What is needed:
Whenever the word "keyword" turns up in a line below, that line should be copied.

Stored records:
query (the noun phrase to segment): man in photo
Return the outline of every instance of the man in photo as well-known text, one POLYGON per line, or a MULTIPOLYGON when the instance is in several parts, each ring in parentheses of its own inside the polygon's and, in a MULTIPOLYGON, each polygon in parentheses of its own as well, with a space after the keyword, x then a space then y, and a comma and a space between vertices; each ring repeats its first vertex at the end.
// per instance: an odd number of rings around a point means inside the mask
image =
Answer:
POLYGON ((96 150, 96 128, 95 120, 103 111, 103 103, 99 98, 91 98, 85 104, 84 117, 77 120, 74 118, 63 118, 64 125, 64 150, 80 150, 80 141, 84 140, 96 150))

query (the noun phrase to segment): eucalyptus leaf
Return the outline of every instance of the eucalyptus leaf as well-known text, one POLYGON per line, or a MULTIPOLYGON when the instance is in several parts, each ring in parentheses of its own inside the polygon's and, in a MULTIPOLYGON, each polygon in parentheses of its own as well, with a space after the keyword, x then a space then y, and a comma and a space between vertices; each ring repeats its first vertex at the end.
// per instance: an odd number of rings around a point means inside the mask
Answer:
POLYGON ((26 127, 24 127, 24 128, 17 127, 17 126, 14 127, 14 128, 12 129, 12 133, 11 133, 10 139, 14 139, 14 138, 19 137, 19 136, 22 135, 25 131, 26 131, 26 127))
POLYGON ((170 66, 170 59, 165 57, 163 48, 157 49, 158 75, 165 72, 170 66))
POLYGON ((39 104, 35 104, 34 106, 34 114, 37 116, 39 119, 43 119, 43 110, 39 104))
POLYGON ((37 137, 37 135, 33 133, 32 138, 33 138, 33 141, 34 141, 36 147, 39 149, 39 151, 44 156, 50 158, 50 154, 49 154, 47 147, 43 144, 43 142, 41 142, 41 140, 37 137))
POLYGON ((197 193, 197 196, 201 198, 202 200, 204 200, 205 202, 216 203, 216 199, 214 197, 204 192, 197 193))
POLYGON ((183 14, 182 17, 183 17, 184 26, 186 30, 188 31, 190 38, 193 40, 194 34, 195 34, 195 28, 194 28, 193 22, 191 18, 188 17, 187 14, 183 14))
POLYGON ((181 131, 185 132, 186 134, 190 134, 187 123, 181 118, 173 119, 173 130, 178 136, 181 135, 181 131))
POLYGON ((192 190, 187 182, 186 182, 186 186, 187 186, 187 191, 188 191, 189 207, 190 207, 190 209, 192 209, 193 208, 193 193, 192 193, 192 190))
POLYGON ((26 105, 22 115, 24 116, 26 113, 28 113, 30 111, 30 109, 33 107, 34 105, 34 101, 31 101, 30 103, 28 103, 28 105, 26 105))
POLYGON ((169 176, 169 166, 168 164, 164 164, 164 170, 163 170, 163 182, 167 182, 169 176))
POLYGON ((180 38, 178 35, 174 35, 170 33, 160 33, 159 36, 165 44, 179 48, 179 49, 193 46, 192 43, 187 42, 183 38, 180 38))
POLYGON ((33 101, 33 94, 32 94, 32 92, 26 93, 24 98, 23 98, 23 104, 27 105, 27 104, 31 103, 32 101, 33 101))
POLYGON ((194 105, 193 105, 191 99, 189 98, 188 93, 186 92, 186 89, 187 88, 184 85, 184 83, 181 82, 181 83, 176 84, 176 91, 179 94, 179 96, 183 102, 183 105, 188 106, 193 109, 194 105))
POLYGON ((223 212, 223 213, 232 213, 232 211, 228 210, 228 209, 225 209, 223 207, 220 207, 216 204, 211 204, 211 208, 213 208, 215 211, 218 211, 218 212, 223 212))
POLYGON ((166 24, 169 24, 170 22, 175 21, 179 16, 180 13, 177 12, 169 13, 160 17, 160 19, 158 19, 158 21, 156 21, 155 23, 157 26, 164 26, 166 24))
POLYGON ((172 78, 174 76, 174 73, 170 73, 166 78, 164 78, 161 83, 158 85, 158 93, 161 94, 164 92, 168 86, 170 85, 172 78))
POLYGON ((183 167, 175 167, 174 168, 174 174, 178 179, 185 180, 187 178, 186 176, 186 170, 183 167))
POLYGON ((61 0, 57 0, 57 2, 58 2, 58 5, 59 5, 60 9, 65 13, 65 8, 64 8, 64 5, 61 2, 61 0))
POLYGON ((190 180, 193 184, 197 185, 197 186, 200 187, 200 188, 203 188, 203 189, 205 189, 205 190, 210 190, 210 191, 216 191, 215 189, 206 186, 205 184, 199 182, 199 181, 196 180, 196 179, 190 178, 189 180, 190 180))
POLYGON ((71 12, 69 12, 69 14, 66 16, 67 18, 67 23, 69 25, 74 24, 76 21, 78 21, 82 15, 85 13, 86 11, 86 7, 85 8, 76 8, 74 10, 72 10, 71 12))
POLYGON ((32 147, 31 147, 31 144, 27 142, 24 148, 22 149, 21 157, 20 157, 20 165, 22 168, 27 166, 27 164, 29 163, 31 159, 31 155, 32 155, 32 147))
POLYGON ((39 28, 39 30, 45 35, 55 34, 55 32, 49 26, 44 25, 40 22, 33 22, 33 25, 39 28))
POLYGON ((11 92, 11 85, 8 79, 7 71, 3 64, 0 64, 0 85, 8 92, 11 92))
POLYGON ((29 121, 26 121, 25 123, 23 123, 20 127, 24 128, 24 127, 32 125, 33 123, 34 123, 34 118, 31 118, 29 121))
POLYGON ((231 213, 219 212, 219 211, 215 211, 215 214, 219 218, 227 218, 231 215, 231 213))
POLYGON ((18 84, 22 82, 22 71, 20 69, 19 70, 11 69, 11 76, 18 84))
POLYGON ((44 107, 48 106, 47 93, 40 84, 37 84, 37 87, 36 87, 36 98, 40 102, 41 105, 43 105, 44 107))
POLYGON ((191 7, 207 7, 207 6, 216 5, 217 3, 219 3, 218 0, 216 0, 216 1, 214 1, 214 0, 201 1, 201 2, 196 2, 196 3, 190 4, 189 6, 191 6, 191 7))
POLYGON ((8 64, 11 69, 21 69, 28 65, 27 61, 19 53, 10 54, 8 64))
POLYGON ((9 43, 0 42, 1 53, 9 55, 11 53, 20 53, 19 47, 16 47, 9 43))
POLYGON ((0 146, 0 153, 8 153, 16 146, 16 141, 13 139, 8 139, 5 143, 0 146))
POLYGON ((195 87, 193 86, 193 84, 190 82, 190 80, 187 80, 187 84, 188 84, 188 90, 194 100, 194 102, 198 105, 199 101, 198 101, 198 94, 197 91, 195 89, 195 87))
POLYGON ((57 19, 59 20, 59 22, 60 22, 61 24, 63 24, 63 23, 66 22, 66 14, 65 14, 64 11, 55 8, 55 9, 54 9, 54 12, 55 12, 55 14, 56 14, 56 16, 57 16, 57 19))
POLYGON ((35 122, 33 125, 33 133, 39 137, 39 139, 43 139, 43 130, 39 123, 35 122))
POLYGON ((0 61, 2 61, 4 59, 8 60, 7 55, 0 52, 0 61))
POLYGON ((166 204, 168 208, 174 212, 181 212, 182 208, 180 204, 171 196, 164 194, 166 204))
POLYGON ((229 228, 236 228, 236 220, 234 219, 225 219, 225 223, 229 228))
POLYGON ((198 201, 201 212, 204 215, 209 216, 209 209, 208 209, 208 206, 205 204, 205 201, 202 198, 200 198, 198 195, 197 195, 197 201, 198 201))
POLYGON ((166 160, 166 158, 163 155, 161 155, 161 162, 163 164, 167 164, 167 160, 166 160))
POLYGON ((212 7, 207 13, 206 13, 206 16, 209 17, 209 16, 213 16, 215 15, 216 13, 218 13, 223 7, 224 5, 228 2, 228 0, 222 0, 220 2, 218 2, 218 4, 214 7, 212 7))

Solution to this exercise:
Return the outline of every instance of the man in photo as well-known text, one POLYGON per line, or a MULTIPOLYGON when the instance is in several parts, each ring in parentheses of its own inside the polygon's and, in a MULTIPOLYGON, each polygon in parentheses of its own as well, with a space after the keyword, x then a space then y, and a comma and a space between vertices; each ring repeats its first vertex at the end.
Return the outline of every instance of the eucalyptus leaf as well-known text, one POLYGON per line, or a MULTIPOLYGON when the instance is in several parts, each ring in parentheses of its own inside the polygon's and, in a MULTIPOLYGON, each polygon in parentheses of its own as well, with a space after the keyword, x then a space then y, and a comma and a space between vertices; each ring repeats its first vertex at the end.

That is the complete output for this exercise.